**Given data:**
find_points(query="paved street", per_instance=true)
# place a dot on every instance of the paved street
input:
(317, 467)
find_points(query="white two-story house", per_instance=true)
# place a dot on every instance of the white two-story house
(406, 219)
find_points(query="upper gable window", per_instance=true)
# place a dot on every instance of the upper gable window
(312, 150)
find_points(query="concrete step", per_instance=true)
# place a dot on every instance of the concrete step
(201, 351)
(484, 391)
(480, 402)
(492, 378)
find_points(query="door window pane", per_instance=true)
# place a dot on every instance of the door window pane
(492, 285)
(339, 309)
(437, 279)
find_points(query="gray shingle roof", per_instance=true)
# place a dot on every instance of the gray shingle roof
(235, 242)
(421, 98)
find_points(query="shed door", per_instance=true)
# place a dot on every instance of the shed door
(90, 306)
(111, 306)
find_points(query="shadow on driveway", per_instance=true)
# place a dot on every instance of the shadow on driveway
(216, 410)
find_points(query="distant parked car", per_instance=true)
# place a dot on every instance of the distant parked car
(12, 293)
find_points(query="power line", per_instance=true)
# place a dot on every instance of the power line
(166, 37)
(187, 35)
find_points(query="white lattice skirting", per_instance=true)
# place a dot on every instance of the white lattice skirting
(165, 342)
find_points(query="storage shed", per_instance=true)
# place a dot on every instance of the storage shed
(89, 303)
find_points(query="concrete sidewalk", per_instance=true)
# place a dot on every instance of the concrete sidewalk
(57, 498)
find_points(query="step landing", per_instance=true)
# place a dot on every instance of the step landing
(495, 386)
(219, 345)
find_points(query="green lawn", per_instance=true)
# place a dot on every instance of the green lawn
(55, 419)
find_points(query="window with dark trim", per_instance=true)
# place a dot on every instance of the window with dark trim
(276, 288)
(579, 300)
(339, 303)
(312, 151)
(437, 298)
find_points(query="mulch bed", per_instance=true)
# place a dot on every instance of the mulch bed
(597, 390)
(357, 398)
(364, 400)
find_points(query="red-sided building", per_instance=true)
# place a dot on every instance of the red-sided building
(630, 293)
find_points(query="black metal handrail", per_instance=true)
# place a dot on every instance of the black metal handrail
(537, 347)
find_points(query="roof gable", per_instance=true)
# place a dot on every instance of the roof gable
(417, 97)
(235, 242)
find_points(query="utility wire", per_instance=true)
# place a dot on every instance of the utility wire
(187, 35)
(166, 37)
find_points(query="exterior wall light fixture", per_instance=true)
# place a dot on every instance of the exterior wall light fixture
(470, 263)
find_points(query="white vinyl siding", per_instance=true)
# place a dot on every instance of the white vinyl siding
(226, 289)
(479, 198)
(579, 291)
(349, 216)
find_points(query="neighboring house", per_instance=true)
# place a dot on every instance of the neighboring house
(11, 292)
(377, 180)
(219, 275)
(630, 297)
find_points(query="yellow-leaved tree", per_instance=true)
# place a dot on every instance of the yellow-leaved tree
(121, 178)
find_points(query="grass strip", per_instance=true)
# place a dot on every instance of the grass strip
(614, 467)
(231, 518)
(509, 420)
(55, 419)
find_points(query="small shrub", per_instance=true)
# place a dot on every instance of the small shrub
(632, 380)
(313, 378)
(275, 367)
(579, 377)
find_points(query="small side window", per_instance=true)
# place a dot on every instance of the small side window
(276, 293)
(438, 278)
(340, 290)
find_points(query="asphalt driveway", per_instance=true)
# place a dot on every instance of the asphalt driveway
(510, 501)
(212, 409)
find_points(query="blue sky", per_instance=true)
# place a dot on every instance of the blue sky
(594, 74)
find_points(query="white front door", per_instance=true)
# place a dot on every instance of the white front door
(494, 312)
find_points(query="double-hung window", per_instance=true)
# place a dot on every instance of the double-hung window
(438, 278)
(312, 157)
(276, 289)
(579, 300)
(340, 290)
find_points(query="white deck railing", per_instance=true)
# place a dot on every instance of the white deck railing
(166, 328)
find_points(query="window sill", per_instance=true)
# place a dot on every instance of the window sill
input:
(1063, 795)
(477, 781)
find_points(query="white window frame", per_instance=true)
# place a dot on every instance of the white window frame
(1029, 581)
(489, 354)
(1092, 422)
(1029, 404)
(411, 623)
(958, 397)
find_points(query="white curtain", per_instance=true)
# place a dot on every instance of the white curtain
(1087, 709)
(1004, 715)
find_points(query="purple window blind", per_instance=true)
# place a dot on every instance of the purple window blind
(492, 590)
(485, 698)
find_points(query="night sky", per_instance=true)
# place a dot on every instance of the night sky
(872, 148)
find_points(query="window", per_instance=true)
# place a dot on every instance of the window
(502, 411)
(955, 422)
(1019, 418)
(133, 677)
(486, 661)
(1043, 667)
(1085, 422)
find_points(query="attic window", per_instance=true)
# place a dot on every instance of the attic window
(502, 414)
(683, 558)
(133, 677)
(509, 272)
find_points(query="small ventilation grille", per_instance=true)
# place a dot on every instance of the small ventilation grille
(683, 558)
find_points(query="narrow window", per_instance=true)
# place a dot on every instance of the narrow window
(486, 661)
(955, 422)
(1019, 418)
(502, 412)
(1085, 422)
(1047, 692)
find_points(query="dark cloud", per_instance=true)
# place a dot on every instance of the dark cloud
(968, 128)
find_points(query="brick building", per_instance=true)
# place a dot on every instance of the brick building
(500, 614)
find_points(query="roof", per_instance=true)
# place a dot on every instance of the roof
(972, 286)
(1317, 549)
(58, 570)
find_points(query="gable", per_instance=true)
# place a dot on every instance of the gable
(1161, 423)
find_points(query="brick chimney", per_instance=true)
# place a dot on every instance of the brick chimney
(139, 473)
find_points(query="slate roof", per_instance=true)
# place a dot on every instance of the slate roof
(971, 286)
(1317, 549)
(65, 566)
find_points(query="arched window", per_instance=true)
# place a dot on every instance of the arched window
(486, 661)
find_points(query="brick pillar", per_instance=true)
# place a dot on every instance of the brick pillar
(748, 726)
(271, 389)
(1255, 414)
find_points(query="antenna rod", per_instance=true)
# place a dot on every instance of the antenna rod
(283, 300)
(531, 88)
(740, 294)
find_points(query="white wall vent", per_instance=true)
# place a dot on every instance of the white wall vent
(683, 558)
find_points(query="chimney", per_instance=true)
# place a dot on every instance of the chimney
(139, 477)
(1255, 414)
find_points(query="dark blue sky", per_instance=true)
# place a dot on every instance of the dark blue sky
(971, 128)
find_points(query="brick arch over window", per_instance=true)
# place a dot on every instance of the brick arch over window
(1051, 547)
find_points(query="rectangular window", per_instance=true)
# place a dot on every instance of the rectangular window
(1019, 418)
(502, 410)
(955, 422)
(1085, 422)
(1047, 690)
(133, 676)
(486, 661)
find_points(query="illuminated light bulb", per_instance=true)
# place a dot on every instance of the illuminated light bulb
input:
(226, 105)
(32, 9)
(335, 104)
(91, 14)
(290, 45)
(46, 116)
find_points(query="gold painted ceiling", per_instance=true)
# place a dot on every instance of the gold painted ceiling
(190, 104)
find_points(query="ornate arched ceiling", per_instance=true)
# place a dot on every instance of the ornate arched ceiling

**Exercise brief:**
Return every line from the records above that holds the word "illuminated".

**Answer section:**
find_points(query="illuminated light bulb", per_instance=true)
# place a dot on every instance of the illuminated light bulb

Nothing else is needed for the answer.